Problems to solve
1. Answer these from the passage on U.S. war financing:
(a) What did the Bush administration estimate in 2003 as the cost of toppling Saddam Hussein?
(b) According to Linda Bilmes, roughly how much has the U.S. spent in total on the Iraq campaign?
(c) What two things does Bilmes say the United States now relies on to pay for military campaigns?
2. Write the next part of the passage on U.S. war financing, picking up after its final sentence.

Given text
The true price of U.S. military operations abroad has far outstripped early projections and continues to climb, largely because they have been financed through borrowing rather than direct funding, Bloomberg reports.

The Iraq war stands as one of the clearest examples. In 2003, the administration of then-President George Bush estimated that toppling Saddam Hussein would cost about $50 billion. Subsequent assessments told a starkly different story, with the final bill rising many times over the original forecast.

Harvard University professor Linda Bilmes calculates that total U.S. spending on the Iraq campaign has reached roughly $4.5 trillion. A substantial share of that sum, she notes, was covered by expanding the national debt. Bilmes argues that the United States has shifted from being a country preoccupied with paying for wars upfront to one that relies on emergency funding and borrowing — effectively charging military campaigns to what she describes as a national credit card.

Material shown
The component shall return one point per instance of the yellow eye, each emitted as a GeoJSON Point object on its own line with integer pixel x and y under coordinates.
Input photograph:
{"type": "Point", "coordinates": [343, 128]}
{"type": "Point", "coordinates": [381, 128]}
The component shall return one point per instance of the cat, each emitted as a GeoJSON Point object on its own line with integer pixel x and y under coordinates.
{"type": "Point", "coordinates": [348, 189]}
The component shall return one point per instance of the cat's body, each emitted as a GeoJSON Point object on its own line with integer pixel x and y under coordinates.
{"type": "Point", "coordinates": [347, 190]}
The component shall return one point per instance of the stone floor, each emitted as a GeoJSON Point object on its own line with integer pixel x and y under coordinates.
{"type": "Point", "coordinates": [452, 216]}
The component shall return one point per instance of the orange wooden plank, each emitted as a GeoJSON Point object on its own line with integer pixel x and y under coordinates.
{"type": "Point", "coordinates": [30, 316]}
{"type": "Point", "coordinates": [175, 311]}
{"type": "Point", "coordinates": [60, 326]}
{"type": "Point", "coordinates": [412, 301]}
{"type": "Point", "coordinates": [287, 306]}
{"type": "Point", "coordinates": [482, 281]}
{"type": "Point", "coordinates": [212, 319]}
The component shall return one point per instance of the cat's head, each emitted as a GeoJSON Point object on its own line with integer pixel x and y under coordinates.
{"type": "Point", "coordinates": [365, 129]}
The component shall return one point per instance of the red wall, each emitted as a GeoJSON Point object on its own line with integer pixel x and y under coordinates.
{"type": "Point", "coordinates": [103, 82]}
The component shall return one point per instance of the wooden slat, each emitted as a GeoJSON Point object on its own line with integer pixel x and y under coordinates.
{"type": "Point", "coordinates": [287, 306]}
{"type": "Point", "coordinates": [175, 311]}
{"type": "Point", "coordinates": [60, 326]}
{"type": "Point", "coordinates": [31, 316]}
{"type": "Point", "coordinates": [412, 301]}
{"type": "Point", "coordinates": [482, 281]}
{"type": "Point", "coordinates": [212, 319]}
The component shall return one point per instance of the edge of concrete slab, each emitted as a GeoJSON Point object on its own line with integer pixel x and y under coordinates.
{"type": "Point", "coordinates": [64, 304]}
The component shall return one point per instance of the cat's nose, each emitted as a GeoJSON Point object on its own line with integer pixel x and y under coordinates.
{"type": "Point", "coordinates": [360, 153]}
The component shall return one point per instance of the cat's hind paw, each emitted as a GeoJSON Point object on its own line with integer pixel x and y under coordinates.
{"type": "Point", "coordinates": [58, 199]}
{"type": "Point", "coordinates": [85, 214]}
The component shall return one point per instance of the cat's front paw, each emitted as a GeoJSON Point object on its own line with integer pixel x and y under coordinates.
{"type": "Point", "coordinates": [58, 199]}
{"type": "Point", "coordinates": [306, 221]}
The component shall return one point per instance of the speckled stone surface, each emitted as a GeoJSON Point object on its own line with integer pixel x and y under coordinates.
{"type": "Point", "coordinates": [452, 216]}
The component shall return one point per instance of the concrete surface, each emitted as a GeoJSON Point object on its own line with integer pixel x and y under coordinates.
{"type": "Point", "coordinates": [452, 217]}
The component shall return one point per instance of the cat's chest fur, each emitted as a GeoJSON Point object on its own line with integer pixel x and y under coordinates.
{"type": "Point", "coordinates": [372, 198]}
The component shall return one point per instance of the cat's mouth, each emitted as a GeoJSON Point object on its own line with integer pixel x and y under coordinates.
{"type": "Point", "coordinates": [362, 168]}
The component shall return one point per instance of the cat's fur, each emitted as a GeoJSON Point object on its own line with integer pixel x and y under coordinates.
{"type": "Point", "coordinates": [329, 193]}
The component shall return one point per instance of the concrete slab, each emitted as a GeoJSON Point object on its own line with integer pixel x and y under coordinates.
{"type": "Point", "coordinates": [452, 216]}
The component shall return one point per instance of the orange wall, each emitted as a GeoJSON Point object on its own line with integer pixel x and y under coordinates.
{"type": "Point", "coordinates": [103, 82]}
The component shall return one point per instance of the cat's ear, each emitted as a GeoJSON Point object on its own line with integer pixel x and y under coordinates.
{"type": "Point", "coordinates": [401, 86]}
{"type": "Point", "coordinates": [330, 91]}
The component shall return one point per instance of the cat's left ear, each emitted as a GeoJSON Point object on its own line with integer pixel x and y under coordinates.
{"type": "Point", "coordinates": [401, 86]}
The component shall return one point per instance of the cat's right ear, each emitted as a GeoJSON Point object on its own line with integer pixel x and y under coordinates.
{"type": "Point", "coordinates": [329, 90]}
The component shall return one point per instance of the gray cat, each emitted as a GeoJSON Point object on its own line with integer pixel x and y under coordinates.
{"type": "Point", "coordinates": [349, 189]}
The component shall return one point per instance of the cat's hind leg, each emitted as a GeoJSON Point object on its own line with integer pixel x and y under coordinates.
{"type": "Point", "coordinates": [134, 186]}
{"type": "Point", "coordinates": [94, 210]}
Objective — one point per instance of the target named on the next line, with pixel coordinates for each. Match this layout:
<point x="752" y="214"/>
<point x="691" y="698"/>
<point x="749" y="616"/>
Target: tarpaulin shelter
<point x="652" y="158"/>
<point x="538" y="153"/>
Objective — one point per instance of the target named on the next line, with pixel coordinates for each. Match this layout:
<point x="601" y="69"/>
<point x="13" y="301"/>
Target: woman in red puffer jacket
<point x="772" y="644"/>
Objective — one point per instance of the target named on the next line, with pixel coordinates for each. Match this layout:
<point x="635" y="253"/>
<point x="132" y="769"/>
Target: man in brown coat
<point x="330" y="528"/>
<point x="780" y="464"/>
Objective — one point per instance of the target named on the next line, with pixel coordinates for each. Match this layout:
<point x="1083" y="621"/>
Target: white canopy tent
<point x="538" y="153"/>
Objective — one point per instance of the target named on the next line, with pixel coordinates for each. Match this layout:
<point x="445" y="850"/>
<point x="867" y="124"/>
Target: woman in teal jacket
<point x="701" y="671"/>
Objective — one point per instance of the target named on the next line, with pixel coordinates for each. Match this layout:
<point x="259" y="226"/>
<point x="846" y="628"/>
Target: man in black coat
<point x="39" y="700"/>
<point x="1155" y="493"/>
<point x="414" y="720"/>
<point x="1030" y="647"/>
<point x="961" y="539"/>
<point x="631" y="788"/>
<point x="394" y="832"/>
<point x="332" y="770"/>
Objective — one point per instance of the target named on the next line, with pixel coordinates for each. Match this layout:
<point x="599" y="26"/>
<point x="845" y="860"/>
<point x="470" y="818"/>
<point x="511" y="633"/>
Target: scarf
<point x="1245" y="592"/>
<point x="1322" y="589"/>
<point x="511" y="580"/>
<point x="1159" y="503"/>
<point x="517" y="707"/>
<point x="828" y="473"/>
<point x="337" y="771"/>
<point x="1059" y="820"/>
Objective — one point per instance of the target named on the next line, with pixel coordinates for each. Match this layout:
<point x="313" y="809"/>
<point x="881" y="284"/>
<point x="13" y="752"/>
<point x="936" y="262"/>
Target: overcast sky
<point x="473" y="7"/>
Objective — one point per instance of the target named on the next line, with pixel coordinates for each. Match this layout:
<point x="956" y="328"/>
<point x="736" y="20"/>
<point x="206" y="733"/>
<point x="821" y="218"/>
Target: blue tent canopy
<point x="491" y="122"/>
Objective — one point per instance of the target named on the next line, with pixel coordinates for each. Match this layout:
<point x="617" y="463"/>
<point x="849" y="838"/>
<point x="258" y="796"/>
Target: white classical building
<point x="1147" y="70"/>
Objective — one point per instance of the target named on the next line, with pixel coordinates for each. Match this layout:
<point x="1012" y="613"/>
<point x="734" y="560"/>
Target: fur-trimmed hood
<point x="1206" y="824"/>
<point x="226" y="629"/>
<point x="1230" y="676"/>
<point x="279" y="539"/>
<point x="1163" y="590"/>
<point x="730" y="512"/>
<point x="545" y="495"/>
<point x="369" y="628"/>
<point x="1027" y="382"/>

Outputs by task
1.
(a) About $50 billion.
(b) Roughly $4.5 trillion.
(c) Emergency funding and borrowing.

2.
Economist Heidi Peltier adds that battlefield expenditures represent only part of the overall burden. When long-term commitments such as veterans’ medical care, disability payments and debt servicing are included, the total cost of the conflict could approach $8 trillion — and the figure continues to grow.

Bloomberg also points out that the practice of financing wars without raising taxes persisted under subsequent U.S. administrations. At the outset of the Iraq war, publicly held national debt stood at $3.7 trillion. Today, that figure exceeds $30 trillion, equivalent to roughly 97 percent of the country’s GDP.